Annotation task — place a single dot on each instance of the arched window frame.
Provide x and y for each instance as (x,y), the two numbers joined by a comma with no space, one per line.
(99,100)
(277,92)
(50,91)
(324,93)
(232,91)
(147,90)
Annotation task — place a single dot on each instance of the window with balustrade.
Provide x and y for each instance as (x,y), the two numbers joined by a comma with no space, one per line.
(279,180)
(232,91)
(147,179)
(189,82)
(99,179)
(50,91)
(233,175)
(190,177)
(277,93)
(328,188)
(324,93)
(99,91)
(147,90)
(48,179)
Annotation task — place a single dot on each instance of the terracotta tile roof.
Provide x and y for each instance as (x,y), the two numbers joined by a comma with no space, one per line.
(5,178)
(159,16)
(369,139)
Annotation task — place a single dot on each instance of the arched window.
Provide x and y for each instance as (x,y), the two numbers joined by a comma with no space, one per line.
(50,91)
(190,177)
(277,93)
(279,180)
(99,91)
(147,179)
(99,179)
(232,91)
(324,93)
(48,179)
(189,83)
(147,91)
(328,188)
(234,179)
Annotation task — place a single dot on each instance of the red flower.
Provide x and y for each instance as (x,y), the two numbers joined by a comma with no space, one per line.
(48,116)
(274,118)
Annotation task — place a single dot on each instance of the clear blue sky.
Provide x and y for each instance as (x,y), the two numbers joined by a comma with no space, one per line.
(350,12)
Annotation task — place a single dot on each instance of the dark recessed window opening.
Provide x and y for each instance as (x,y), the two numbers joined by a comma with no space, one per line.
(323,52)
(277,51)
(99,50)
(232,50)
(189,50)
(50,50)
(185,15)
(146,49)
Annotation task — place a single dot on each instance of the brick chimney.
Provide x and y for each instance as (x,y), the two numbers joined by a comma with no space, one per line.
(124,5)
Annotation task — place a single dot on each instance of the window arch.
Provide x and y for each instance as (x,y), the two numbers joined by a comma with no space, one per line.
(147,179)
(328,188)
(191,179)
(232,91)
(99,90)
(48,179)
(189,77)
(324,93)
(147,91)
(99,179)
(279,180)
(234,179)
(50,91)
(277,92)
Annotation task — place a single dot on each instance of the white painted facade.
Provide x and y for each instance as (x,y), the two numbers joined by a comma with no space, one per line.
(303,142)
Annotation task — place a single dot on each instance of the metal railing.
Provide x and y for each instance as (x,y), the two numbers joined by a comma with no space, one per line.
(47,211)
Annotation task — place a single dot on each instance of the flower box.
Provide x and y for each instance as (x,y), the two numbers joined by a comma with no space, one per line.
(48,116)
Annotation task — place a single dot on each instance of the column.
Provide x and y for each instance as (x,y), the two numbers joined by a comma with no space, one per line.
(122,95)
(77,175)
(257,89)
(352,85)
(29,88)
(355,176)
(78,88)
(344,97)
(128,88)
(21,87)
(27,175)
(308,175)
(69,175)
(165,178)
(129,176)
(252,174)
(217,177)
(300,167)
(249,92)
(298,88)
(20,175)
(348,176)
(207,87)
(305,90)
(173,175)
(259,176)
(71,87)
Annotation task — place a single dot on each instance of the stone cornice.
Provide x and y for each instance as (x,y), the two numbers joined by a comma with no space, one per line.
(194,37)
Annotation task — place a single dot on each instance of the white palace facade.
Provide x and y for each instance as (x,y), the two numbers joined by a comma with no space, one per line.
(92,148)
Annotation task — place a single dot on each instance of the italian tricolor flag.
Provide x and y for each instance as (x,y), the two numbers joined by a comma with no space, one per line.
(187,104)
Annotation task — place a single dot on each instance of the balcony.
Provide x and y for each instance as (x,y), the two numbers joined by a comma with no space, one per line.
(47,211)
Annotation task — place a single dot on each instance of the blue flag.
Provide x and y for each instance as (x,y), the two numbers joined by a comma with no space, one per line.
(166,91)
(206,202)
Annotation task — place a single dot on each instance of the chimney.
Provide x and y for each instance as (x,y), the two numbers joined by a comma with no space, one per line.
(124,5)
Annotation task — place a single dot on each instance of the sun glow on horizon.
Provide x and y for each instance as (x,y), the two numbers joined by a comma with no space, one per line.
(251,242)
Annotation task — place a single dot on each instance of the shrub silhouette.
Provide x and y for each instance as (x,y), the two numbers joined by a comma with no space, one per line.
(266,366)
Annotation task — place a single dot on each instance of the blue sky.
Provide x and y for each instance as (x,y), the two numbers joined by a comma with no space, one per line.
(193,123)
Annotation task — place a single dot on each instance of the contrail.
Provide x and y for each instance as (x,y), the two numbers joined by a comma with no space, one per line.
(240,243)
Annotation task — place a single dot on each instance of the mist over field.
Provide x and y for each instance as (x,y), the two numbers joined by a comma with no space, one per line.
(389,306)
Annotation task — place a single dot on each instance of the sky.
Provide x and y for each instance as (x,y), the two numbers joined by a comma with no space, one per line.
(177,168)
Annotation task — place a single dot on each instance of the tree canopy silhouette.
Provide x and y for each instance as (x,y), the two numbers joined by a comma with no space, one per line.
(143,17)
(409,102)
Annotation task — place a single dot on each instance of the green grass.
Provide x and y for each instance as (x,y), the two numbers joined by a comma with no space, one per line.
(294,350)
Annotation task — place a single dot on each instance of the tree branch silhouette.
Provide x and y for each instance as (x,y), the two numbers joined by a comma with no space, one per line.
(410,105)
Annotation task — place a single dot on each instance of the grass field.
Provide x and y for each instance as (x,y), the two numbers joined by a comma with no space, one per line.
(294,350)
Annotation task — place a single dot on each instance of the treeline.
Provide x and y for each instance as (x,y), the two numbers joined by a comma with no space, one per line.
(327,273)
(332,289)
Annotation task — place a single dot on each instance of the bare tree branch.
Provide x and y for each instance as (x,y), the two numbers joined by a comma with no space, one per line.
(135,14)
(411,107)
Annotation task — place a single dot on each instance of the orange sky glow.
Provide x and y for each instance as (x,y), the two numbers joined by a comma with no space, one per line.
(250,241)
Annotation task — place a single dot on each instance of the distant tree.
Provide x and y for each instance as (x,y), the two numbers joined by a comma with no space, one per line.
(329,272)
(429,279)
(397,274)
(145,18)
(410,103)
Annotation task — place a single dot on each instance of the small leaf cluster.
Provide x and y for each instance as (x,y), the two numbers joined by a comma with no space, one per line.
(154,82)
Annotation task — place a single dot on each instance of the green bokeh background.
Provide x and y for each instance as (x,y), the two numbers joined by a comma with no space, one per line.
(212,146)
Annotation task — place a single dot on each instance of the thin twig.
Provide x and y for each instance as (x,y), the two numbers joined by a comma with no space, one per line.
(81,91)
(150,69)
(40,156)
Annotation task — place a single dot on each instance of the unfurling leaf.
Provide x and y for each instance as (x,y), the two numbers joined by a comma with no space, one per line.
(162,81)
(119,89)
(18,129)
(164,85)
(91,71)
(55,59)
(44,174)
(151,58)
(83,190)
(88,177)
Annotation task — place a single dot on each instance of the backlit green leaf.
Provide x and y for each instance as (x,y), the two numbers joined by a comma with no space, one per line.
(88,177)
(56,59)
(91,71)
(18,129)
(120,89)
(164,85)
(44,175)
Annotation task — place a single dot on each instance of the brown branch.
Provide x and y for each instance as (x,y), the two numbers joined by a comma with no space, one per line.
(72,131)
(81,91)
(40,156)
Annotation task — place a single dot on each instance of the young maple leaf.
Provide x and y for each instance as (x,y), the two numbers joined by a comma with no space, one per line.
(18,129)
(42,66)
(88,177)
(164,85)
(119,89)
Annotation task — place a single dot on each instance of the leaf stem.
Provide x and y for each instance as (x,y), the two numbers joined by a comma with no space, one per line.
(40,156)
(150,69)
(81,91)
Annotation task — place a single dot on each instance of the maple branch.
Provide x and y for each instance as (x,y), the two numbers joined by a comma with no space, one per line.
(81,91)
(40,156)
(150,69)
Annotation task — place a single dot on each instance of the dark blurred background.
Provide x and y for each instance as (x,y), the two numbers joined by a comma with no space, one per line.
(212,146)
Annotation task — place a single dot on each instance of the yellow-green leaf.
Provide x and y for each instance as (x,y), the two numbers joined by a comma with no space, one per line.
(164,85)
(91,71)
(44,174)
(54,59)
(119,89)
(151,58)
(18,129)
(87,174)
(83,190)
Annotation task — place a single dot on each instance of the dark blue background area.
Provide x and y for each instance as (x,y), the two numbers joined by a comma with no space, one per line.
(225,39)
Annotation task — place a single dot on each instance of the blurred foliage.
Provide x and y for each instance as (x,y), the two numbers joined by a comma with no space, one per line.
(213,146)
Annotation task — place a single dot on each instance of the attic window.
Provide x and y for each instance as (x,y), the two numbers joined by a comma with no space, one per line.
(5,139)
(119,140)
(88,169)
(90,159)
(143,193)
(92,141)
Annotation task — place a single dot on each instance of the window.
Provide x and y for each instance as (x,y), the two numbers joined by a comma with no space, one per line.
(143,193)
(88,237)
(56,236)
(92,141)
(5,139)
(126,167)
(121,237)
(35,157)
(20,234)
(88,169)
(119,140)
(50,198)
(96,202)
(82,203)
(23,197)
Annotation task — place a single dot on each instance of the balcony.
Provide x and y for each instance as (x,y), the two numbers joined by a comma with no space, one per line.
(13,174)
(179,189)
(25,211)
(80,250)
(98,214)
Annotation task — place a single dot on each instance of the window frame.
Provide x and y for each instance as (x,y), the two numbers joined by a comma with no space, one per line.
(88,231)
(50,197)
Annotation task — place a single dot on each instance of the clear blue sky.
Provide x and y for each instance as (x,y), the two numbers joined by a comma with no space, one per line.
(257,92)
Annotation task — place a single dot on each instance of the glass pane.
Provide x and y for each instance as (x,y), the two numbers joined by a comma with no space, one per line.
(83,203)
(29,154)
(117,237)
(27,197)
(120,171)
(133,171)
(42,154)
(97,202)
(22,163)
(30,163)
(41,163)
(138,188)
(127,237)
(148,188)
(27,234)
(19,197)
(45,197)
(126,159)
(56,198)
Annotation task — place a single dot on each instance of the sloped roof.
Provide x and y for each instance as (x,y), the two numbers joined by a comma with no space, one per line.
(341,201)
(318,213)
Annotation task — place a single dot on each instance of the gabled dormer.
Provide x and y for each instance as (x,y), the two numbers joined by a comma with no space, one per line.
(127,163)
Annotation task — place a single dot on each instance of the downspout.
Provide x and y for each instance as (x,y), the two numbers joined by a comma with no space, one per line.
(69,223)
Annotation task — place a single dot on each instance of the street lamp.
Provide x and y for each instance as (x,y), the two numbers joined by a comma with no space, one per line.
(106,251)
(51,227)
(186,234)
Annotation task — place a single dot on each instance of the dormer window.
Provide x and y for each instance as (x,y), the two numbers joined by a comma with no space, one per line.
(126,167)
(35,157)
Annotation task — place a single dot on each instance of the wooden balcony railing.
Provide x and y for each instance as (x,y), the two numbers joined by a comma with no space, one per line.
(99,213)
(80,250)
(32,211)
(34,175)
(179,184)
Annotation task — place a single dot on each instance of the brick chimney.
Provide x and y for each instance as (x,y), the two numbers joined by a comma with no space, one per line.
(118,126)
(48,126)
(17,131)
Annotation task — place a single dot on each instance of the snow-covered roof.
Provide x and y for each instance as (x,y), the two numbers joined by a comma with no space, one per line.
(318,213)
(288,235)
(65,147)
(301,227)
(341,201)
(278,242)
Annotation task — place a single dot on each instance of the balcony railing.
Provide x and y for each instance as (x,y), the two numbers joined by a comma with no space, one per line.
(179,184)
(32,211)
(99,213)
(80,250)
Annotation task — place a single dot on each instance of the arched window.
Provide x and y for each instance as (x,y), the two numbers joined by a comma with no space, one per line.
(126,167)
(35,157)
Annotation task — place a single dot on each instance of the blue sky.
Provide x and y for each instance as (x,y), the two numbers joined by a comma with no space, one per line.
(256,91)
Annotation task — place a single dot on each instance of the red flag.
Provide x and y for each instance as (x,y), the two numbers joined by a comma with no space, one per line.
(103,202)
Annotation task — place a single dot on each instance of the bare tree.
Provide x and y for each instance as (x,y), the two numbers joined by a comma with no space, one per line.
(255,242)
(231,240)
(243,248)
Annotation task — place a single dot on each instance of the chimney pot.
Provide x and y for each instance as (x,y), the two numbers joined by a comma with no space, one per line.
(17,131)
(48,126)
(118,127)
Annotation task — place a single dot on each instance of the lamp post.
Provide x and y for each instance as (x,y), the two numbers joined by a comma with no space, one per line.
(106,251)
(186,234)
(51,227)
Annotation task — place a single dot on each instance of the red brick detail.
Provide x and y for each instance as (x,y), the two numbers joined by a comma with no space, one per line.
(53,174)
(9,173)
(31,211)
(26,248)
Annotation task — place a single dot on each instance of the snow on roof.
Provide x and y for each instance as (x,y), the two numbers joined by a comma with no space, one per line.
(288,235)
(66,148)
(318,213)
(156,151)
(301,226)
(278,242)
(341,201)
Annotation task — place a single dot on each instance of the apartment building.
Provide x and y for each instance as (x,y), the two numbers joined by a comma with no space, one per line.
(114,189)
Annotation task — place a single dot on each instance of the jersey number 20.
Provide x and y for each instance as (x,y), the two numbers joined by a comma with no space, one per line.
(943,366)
-.-.-
Scan the material above for the string "field" and copy every line that has it.

Answer to this exercise:
Annotation task — place a single dot on each instance of the mist over field.
Annotation task — place a single dot on each instance of the grass field.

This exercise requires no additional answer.